Extract provided:
^^^^^^^^

Trump's lack of military officer support scuppered his plans in 2020, but he knows that as well as anyone. It's little wonder though that he's placing much higher value on loyalty with appointments this time and trying to purge the unbelievers. Maybe he doesn't succeed completely but it's comforting to get to a scenario of having to rely on unelected military leaders to force out the civilian president and his cabinet
That is an excellent example of a way things could plausibly get much worse while still falling well short of enabling Trump to run for a third term.
The independent apolitical military will not fall apart in four years. A 'warrior board' would do enormous damage and might make it possible for three terms of *Vance*, but not three of Trump; it couldn't work fast enough.
It’s kinda blowing my mind that Nate, Pfeiffer, and pretty much every other election analyst out there is acting like the party who was openly running on “Facism for everyone! Wheee!” Is going to be super cool with elections as usual.
It's the Democrats who cried wolf effect. Democrats had an absolute cow between 2016 and 2020, the sky didn't fall in, and it seems like the voters preferred 2016-2020 to what the Democrats offered, unfortunately.
A million dead people may dispute your analysis and there are a lot of republican members who are calling hands off on Biden's policies because they know how their districts benefited.
A million dead people as compared to what number? Trump handled
COVID like a moron, but I totally disagree with the implication that number would have been lower under say a President Clinton. What would have been substantially different in people’s reaction to COVID if she were President? Would people who were flouting COVID restrictions in Spring 2020 have been double masking and Tweeting #flattenthecurve under Clinton? I don’t think so.

^^^^^^^^

Information:
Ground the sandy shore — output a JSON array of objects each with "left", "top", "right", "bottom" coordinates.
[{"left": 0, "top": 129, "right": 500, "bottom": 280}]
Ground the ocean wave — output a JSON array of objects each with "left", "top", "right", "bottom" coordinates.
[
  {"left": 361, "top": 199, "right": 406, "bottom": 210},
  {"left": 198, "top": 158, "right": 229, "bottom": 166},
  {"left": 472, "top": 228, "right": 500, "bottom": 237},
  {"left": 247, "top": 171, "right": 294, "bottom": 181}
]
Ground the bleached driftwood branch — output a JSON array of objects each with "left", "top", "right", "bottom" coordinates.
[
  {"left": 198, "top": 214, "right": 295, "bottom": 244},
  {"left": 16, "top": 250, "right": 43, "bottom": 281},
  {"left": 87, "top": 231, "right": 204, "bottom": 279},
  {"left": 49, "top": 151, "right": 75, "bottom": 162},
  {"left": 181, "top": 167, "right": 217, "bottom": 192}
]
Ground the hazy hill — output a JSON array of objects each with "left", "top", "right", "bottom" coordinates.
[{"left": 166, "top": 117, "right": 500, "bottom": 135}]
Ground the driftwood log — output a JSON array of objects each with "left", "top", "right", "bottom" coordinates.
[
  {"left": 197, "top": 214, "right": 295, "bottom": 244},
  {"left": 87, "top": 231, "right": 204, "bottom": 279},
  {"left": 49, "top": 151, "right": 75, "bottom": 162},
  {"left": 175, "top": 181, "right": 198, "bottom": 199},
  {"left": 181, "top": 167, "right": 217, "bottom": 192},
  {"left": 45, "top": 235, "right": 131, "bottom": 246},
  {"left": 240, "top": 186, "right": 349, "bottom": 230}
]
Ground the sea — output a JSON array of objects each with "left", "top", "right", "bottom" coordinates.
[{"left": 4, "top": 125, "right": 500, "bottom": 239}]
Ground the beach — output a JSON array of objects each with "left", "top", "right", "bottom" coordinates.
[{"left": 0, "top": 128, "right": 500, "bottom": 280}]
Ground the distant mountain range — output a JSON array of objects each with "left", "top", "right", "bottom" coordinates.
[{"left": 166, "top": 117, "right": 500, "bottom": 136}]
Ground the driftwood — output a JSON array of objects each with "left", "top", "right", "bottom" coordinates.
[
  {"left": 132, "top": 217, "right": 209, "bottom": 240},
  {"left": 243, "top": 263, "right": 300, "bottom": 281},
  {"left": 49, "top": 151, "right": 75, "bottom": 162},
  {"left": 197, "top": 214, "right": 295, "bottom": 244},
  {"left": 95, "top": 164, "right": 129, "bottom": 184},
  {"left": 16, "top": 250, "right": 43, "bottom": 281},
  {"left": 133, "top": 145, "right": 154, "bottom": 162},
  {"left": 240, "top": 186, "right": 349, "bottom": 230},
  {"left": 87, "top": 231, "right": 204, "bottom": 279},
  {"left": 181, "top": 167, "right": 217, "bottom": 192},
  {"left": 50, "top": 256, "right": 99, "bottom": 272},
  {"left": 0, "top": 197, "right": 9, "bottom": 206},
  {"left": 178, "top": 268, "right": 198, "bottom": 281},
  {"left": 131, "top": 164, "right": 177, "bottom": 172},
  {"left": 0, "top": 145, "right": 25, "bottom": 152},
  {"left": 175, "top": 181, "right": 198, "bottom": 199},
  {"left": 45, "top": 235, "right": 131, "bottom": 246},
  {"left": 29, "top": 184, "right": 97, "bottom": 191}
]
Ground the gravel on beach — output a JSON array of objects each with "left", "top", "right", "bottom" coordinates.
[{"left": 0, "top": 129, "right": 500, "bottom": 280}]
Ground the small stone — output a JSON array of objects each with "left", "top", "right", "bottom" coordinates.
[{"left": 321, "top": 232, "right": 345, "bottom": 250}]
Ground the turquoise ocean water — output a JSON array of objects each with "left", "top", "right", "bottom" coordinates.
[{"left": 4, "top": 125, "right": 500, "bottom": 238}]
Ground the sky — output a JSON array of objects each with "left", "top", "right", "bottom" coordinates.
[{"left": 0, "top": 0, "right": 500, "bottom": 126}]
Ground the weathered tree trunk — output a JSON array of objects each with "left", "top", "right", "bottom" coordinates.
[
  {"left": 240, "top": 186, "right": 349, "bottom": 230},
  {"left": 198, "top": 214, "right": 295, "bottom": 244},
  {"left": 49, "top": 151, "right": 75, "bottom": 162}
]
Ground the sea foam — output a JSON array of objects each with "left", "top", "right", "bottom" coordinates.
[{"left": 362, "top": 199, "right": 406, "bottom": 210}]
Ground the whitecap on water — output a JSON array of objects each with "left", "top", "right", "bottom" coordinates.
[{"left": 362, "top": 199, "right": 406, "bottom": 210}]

^^^^^^^^

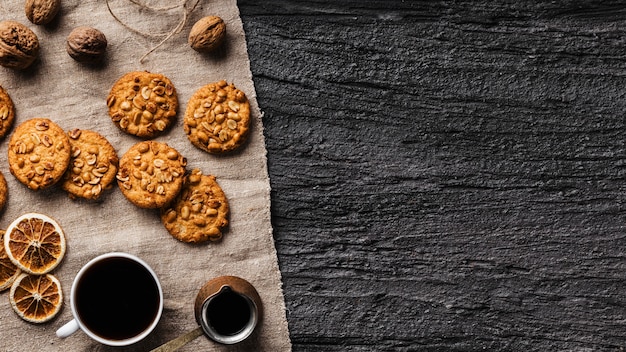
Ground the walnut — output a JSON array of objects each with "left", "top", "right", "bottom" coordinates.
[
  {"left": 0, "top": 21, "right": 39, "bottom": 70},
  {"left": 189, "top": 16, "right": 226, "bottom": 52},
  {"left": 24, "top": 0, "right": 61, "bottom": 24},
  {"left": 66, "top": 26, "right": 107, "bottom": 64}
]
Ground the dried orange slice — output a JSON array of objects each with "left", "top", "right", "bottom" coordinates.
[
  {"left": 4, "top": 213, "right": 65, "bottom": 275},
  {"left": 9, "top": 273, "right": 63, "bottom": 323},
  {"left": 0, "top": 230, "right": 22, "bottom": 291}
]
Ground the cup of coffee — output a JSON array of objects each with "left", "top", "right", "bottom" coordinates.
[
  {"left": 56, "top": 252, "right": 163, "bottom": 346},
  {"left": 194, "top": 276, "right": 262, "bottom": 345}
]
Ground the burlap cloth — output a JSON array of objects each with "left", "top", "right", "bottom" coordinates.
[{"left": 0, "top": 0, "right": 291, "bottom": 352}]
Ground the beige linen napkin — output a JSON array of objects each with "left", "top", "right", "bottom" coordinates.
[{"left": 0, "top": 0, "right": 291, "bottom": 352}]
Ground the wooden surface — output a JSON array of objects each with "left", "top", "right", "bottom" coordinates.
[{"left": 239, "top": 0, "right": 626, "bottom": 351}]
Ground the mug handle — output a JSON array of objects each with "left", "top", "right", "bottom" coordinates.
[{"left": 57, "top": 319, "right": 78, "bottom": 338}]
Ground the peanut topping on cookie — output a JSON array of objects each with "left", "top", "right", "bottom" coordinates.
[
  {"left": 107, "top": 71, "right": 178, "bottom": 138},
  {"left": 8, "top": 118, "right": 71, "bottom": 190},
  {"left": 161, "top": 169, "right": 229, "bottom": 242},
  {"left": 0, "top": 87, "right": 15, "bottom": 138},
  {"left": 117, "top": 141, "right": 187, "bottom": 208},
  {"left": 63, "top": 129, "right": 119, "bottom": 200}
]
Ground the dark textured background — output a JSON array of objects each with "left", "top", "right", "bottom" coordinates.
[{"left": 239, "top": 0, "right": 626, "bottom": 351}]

^^^^^^^^

Exercises:
a – Decide whether each statement agrees with the comment thread. Answer yes or no for each, and quote the deciding words. (i) One comment says the independent apolitical military will fall apart in four years. (ii) One comment says a 'warrior board' might make three terms of Vance possible. (iii) One comment names Nate and Pfeiffer as election analysts.
b – According to the comment thread, why are many Republican members calling hands off on Biden's policies?
c – Please write down the part of the comment thread that begins at the words "The independent apolitical" and stops after "elections as usual.".
The records were taken from a separate source.

Solutions for each task:
a –
(i) No: "The independent apolitical military will not fall apart in four years."
(ii) Yes: "might make it possible for three terms of *Vance*, but not three of Trump"
(iii) Yes: "Nate, Pfeiffer, and pretty much every other election analyst out there"

b – Because they know how their districts benefited.

c –
The independent apolitical military will not fall apart in four years. A 'warrior board' would do enormous damage and might make it possible for three terms of *Vance*, but not three of Trump; it couldn't work fast enough.
It’s kinda blowing my mind that Nate, Pfeiffer, and pretty much every other election analyst out there is acting like the party who was openly running on “Facism for everyone! Wheee!” Is going to be super cool with elections as usual.